* TEXT PASSAGE
-=-=-=-=-

Table 1 shows the MR protocols used for examinations. Table 2 shows the demographic data and patient characteristics of all 640 examinations included in the study. Cohort A included 250 men with a median age of 69 (IQR 63–76) and PSA density of 0.17 (IQR 0.12–0.24). Cohort B included 250 examinations with a median age of 65 (IQR 58–70) and PSA density of 0.16 (IQR 0.12–0.27). Cohort C included 140 men with a median age 65 (IQR 60–69). The ratio of csPCa to non-csPCa in cohorts A and C was 1:1, and 0.87:1 for cohort B. Data set A-1 consists of 250 exams primarily using rs-EPI. A-2 consists of the same exams but uses ss-EPI preferentially. Data sets A-F and B-F are fully voxel-level annotated subsets of A-1 and B, for which lesion-wise Gleason scores are available. In data set C (PROSTATEx), all sPC harboring lesions were annotated according to challenge provided coordinates.

Table 2 Demographic and clinical characteristics of the analyzed cohorts. Values given for cohort C encompass Gleason Score 6 or lower and 7a or higher, respectively

Ability to detect csPCa

Patient-level ROC AUC of fully automated UNETM assessment was 0.80 in data set A-1, 0.87 in data set B, and 0.82 in data set C, with Delong test indicating no statistical difference (all p ≥ 0.135) (Fig. 1). At chosen clinically useful sensitivity thresholds of ≥ 95%, specificity was 30% [37/125] in data set A, 44% [59/134] in data set B, and 43% [30/70] in data set C. At fixed sensitivity of ≥ 90%, specificity was 50% [62/125] in data set A-1, 71% [95/134] in data set B, and 49% [34/70] in data set C. Fisher’s exact test indicated no statistical difference between specificity in all data sets at the ≥ 95% sensitivity threshold (p > 0.08) and a significantly lower specificity in datasets A-1 and C in comparison to data set B at the ≥ 90% sensitivity threshold (p < 0.011) (Table 3). For comparison, radiologist sensitivity was 100% at PI-RADS 3 with specificities of 6% [7/125] and 5% [7/134] in data sets A-1 and B, respectively. Sensitivity at PI-RADS 4 was 99% in data set A-1 and 93% in data set B with corresponding specificities of 47% [59/125] and 39% [52/134]. Radiologist sensitivity and specificity however are not comparable to the clinical performance of PI-RADS at both institutions, as the balanced study design necessarily affects these measurements. They are provided for comparison to DL performance only.

Fig. 1
figure 1

Receiver operating characteristics (ROC) curves and 95% confidence intervals for patient-level analysis of UNETM performance in data set A-1 (green), B (cyan) and C (purple), with clinical PI-RADS performance as measured by csPCa detection shown as circles (PI-RADS 3; green in site A Düsseldorf, cyan in site B Heidelberg) and triangles (PI-RADS 4)

-=-=-=-=-

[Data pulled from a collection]
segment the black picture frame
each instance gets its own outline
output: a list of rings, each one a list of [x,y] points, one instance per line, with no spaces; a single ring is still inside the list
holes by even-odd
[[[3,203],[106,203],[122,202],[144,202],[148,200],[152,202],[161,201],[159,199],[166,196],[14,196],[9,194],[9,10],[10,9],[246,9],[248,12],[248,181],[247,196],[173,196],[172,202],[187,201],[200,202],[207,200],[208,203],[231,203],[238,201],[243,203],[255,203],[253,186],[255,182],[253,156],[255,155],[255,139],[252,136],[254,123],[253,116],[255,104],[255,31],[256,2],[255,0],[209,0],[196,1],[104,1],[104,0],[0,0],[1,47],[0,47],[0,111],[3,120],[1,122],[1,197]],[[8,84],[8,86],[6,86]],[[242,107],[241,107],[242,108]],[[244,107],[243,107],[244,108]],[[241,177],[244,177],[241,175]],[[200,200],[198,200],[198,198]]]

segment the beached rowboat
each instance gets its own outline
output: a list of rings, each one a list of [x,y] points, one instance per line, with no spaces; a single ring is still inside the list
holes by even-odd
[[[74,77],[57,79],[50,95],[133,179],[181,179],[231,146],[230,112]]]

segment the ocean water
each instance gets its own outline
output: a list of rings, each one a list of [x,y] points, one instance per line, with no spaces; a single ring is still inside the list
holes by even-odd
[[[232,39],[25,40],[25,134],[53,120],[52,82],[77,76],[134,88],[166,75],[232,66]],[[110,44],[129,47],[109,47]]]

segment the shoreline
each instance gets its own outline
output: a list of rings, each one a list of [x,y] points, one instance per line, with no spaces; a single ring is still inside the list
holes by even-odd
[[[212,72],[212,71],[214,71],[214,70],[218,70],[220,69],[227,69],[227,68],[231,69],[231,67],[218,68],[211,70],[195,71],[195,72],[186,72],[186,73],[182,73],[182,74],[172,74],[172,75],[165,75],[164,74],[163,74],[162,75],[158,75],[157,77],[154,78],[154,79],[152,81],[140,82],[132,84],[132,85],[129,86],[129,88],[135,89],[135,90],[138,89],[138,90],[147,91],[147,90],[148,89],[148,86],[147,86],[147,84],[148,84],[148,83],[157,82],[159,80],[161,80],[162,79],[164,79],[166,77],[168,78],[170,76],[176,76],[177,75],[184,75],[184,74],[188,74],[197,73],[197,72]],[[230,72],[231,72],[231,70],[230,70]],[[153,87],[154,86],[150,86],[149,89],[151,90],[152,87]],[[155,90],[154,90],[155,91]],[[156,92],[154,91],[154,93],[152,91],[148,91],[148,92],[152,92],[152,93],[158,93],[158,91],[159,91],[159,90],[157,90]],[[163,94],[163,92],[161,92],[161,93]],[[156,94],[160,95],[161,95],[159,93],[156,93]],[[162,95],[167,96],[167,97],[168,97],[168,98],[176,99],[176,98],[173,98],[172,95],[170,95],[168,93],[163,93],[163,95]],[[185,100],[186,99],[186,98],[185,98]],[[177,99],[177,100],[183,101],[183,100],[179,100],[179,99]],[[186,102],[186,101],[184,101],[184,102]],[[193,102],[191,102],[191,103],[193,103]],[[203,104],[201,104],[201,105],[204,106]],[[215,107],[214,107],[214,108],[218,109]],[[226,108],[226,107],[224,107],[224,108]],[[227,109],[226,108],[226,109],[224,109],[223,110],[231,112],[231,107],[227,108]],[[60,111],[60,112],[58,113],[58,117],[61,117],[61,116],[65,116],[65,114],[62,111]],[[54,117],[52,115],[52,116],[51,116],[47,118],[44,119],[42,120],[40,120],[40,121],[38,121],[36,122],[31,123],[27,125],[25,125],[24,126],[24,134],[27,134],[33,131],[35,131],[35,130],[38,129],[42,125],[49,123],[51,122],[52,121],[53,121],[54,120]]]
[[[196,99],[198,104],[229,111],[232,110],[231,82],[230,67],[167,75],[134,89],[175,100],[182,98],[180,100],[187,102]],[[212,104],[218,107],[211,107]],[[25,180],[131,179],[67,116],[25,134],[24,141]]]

-=-=-=-=-

* WHAT YOU SHOULD DO
According to the prostate cancer study text above, what patient-level ROC AUC did the fully automated UNETM assessment reach in data set B?

* OUTPUT FOR THIS EXERCISE
0.87